_How to complete this task_
Carry over every entry exactly as written, though not the pictures it contains.

== Segment start ==

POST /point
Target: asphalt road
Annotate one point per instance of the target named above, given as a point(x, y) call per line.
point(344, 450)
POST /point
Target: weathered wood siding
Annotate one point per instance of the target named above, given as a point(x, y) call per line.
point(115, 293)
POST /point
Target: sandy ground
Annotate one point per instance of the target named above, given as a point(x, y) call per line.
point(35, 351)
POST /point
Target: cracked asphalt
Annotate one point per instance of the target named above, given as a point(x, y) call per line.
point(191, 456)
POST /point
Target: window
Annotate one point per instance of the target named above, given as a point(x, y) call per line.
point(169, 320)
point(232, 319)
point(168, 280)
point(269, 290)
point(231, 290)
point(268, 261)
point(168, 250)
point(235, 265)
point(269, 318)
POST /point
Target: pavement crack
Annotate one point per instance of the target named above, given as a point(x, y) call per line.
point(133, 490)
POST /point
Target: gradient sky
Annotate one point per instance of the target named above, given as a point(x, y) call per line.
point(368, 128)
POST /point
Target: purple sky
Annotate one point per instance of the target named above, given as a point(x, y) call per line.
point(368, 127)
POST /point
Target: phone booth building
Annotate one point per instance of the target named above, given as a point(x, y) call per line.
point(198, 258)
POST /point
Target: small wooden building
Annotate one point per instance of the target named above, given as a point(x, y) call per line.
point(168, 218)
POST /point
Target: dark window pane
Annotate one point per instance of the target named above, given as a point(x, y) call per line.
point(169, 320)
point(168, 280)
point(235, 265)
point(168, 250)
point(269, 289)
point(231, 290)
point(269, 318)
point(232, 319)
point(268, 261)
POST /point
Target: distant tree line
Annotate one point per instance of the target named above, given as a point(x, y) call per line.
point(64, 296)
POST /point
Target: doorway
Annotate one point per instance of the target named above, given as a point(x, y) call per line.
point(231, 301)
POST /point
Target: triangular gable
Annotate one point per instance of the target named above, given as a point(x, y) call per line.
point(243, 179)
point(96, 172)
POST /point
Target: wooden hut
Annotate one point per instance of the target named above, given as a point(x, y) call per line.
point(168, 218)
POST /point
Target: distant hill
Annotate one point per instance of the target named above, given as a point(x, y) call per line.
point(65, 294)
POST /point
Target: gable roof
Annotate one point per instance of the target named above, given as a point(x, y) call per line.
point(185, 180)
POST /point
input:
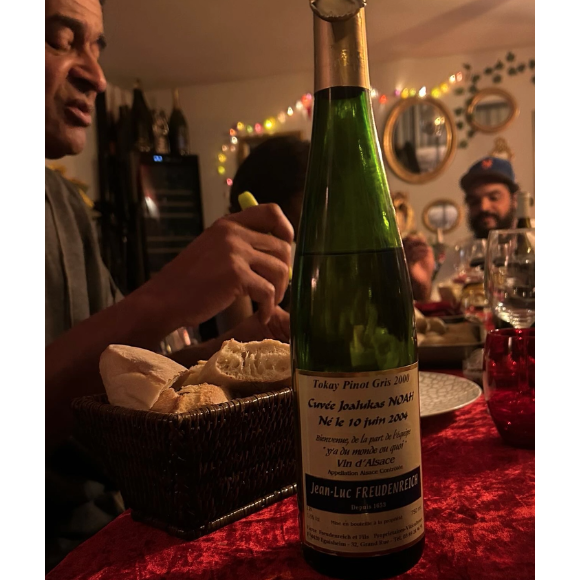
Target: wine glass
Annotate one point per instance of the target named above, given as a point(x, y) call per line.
point(470, 274)
point(510, 276)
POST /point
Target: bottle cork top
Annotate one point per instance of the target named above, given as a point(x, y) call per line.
point(337, 10)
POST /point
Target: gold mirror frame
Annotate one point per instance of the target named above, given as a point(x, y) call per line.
point(393, 161)
point(431, 205)
point(489, 92)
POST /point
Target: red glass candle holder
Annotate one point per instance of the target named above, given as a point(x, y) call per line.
point(509, 384)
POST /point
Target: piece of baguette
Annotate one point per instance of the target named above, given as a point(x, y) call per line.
point(134, 377)
point(249, 368)
point(192, 376)
point(190, 398)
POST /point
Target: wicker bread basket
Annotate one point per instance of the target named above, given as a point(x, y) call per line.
point(193, 473)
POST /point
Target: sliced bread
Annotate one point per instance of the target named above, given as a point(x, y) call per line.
point(250, 367)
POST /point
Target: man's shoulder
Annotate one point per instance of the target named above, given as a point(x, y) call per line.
point(58, 186)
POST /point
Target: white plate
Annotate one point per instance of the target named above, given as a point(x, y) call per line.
point(442, 393)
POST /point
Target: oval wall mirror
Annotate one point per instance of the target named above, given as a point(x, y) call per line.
point(420, 139)
point(492, 110)
point(442, 215)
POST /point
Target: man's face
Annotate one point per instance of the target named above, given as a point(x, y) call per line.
point(73, 40)
point(490, 206)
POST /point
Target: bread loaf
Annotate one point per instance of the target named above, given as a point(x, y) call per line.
point(190, 398)
point(249, 368)
point(192, 376)
point(134, 377)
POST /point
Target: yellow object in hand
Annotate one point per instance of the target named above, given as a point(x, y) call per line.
point(247, 200)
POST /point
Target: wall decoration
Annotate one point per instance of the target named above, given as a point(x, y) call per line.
point(496, 74)
point(229, 155)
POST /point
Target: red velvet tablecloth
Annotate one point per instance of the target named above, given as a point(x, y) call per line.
point(479, 512)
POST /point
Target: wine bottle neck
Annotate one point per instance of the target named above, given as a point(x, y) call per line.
point(524, 204)
point(175, 99)
point(341, 54)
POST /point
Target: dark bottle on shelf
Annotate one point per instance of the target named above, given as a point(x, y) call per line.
point(111, 122)
point(124, 130)
point(141, 121)
point(161, 132)
point(178, 129)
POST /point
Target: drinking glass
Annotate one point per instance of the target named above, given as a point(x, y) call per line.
point(470, 272)
point(510, 276)
point(509, 384)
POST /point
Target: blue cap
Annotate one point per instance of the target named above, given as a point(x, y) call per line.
point(489, 170)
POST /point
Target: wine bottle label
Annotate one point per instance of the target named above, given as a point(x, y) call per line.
point(361, 460)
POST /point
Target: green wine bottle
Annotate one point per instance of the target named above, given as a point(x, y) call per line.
point(353, 336)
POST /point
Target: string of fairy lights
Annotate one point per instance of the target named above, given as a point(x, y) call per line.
point(303, 107)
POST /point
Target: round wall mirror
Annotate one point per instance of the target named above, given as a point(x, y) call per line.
point(442, 215)
point(492, 110)
point(420, 139)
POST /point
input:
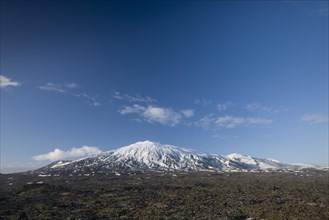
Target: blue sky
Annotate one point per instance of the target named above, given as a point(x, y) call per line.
point(215, 76)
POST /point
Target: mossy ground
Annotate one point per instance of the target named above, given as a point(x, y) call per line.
point(167, 196)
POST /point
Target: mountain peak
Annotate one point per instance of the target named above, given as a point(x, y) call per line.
point(148, 155)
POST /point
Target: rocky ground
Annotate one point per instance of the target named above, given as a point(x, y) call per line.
point(303, 195)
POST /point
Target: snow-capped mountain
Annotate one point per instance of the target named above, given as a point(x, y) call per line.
point(148, 155)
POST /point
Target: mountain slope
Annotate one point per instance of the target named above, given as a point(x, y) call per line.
point(148, 155)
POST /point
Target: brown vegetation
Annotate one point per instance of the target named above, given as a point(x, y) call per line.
point(167, 196)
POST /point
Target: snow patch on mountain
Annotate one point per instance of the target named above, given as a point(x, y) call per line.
point(148, 155)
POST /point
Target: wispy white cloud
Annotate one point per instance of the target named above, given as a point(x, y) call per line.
point(224, 137)
point(224, 106)
point(315, 118)
point(312, 8)
point(230, 121)
point(155, 114)
point(187, 112)
point(206, 122)
point(203, 102)
point(7, 82)
point(57, 87)
point(58, 154)
point(91, 100)
point(125, 97)
point(259, 108)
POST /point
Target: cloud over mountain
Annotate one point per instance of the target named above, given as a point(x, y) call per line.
point(59, 154)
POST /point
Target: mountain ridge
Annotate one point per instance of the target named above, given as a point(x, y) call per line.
point(151, 156)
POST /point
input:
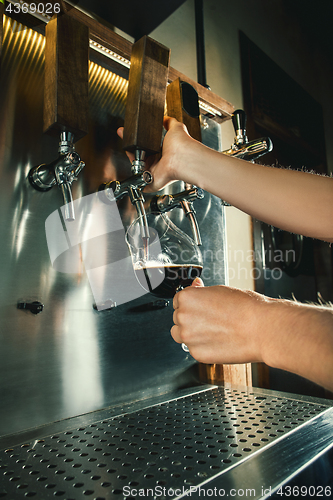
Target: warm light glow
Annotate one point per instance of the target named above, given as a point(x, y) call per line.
point(109, 53)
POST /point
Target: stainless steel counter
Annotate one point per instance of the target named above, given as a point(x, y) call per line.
point(212, 441)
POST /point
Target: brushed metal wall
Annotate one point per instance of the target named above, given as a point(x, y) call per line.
point(71, 359)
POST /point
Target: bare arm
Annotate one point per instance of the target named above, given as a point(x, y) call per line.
point(225, 325)
point(295, 201)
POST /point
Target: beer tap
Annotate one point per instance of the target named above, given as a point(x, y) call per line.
point(182, 104)
point(61, 172)
point(241, 147)
point(65, 105)
point(143, 121)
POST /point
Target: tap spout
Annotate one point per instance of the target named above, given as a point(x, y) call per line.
point(62, 172)
point(184, 200)
point(65, 188)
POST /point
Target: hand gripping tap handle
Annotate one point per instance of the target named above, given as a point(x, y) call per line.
point(182, 104)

== Segment end ==

_Solution to the exercise_
POST /point
Target: asphalt road
Annotate one point per instance of the target named above, given as a point(x, y) call per line.
point(344, 450)
POST /point
Target: weathered wood siding
Annotate one point per instance of the target named above, given as a point(x, y) call per line.
point(115, 293)
POST /point
Target: sandy ground
Annotate one point per instance of the target named above, given as a point(x, y) call per line.
point(35, 351)
POST /point
Target: cracked asphalt
Annotate one point per instance of the target named above, given as a point(x, y) call per line.
point(191, 456)
POST /point
Target: window
Annotate one point per instance of the target named above, given as a point(x, y) call per line.
point(169, 320)
point(232, 319)
point(168, 280)
point(269, 290)
point(231, 290)
point(268, 261)
point(168, 250)
point(235, 265)
point(269, 318)
POST /point
Target: pavement crack
Annotate one point per instance of the target named above, given as a point(x, y) call per line.
point(133, 490)
POST /point
Target: gradient sky
Annotate one point per instance of the target named above, given as a point(x, y) call per line.
point(368, 128)
POST /point
Target: purple sky
Annotate one point per instance of the target named above, given as a point(x, y) call per line.
point(368, 127)
POST /point
Target: phone booth building
Annotate one point per instance of the target named above, given as a point(x, y) call per line.
point(198, 258)
POST /point
Target: small wooden building
Annotate one point per instance of the target named above, given as a point(x, y) call per line.
point(168, 218)
POST /point
Target: dark window pane
Annotate one point per instance of the target named above, given as a point(x, y) call per line.
point(169, 320)
point(168, 280)
point(235, 265)
point(168, 250)
point(269, 289)
point(231, 290)
point(269, 318)
point(232, 319)
point(268, 261)
POST /point
Target: distant tree line
Annotate one point per instance of the target named above, given as a point(x, y) call per line.
point(64, 296)
POST /point
Target: doorway
Annotate one point per instance of the target named above, given as a point(x, y) call per line.
point(231, 301)
POST /point
Target: triangular gable
Annotate one point per instance of the target named above, given as a point(x, y) call per line.
point(243, 179)
point(96, 172)
POST /point
Target: wooden hut
Annotate one point per instance of the target named above, given as a point(x, y) call per line.
point(168, 218)
POST /point
Target: distant hill
Annotate one point per instance of the target named above, given as a point(x, y) call per line.
point(65, 294)
POST /point
Target: gable roof
Annotate one point per instance of the target named above, given as a point(x, y) call per line.
point(185, 180)
POST /point
input:
Target: wine glass
Annotate one point per instance of the target named above, given as a point(x, y) call per line.
point(470, 274)
point(510, 276)
POST /point
Target: bottle cork top
Annotate one point per instance of the target named above, given as a point(x, y) call per line.
point(337, 10)
POST /point
Target: gold mirror frame
Annotate one point per instance of the target named above, given as a point(x, y) call per line.
point(393, 161)
point(431, 205)
point(489, 92)
POST /point
Target: red glass candle holder
Annotate one point per instance of the target named above, given as a point(x, y) call per line.
point(509, 384)
POST /point
Target: piece of baguette
Annotate one point per instance of the target named above, given as a point(x, y) call per line.
point(134, 377)
point(249, 368)
point(192, 376)
point(190, 398)
POST /point
Target: wicker bread basket
Annotate one point per instance of the target named above, given as a point(x, y) call per line.
point(193, 473)
POST /point
Target: sliced bread
Annotate one point per instance of the target named above, given as a point(x, y) call per line.
point(250, 367)
POST /point
Target: man's shoulder
Annotate one point per instance of the target named above, given as a point(x, y) call per line.
point(58, 186)
POST /point
Target: white plate
Annotate one point per instance of the target named above, given as a point(x, y) call per line.
point(442, 393)
POST /point
Target: oval wall mirror
Annotate one point per instance of the target named above, given as a point(x, y) call per line.
point(420, 139)
point(492, 110)
point(442, 215)
POST /point
Target: man's face
Annotate one point per instance of the target named above, given as a point(x, y) call per line.
point(73, 40)
point(490, 206)
POST /point
Target: bread loaf
Annotate one point per instance of the target named above, given as a point(x, y) call per line.
point(190, 398)
point(249, 368)
point(192, 376)
point(134, 377)
POST /point
Target: yellow object in hand
Annotate one point per instance of the target named above, given as a point(x, y) call per line.
point(247, 200)
POST /point
Target: wall decoration
Annotate one point per instance of the target named above, given as a point(x, y) call per line.
point(496, 74)
point(229, 155)
POST /point
Target: red velvet tablecloth
Annotate one point per instance of the target named above, given as a point(x, y) call per line.
point(479, 512)
POST /point
Target: wine bottle neck
Annotate one point per instance of the target named above, given as a point(x, y) call per line.
point(524, 204)
point(175, 99)
point(341, 54)
POST /point
Target: dark bottle on shelf
Annotate one point per instance of the target named above, given as a point(x, y) call per line.
point(111, 122)
point(124, 130)
point(141, 121)
point(161, 132)
point(178, 129)
POST /point
Target: drinking glass
Annotate one point per instance of the target named above, given as a point(x, y) call per line.
point(470, 272)
point(510, 276)
point(509, 384)
POST /point
Target: blue cap
Annotate one point per instance of the target named above, given as a point(x, y) call per line.
point(489, 170)
POST /point
Target: wine bottle label
Annotate one point per instance of the target named above, given as a point(x, y) call per line.
point(361, 460)
POST /point
Target: green wine bottle
Annotate one point per instance of the target named above, given as a point(x, y) call per line.
point(353, 336)
POST /point
Target: string of fairy lights
Annotate one point per instance of the target named above, given as a point(x, y) call per line.
point(303, 107)
POST /point
Target: round wall mirror
Annotate one point per instance of the target named above, given as a point(x, y) call per line.
point(442, 215)
point(492, 110)
point(420, 139)
POST /point
input:
Target: blue sky
Annotate one point per instance of the target named above, given as a point(x, y) call per line.
point(215, 76)
POST /point
Target: mossy ground
Annotate one point per instance of the target named above, given as a point(x, y) call per line.
point(167, 196)
POST /point
Target: mountain peak
Annotate one point per instance of the target named above, given as a point(x, y) call per line.
point(148, 155)
POST /point
Target: rocky ground
Annotate one point per instance of the target named above, given as a point(x, y) call per line.
point(303, 195)
POST /point
Target: snow-capped mountain
Annotate one point per instance of the target named above, given as a point(x, y) call per line.
point(148, 155)
POST /point
Target: mountain slope
Annotate one point per instance of the target named above, given as a point(x, y) call per line.
point(148, 155)
POST /point
Target: brown vegetation
Annotate one point per instance of the target named above, given as a point(x, y) call per line.
point(167, 196)
POST /point
Target: snow patch on mountain
Annotate one point per instance of the target named above, given as a point(x, y) call per line.
point(148, 155)
POST /point
Target: wispy white cloud
Annotate one point per instance of the target named above, given as a point(x, y) call per line.
point(224, 137)
point(224, 106)
point(315, 118)
point(312, 8)
point(230, 121)
point(155, 114)
point(187, 112)
point(206, 122)
point(203, 102)
point(7, 82)
point(57, 87)
point(58, 154)
point(91, 100)
point(125, 97)
point(259, 108)
POST /point
Target: cloud over mountain
Annotate one point per instance of the target named above, given as a point(x, y) call per line.
point(59, 154)
POST /point
Target: mountain ridge
Annotate one point per instance of the target named above, given as a point(x, y) call per line.
point(151, 156)
POST /point
input:
Target: warm light glow
Annotate one point per instance of the target named above, given as a point(x, y) call per line.
point(109, 53)
POST /point
Target: stainless steel counter
Annotate one point per instance of the target named above, given as a point(x, y) call per line.
point(212, 441)
POST /point
Target: brushed metal wall
Annotate one point per instance of the target named above, given as a point(x, y) call per line.
point(71, 359)
POST /point
Target: bare arm
Annotate one point per instance of the target named above, given as a point(x, y) call per line.
point(225, 325)
point(295, 201)
POST /point
Target: beer tap
Annotate one point per instance of the target named above, given as a point(x, y) call per line.
point(182, 104)
point(61, 172)
point(241, 147)
point(65, 105)
point(143, 121)
POST /point
Target: tap spout
Annotate one point per instance of the target named above, given as a point(x, y) call per line.
point(62, 172)
point(184, 200)
point(65, 188)
POST /point
Target: hand gripping tap handle
Annotate one point per instance of the target named above, given as a point(x, y) call per line.
point(182, 104)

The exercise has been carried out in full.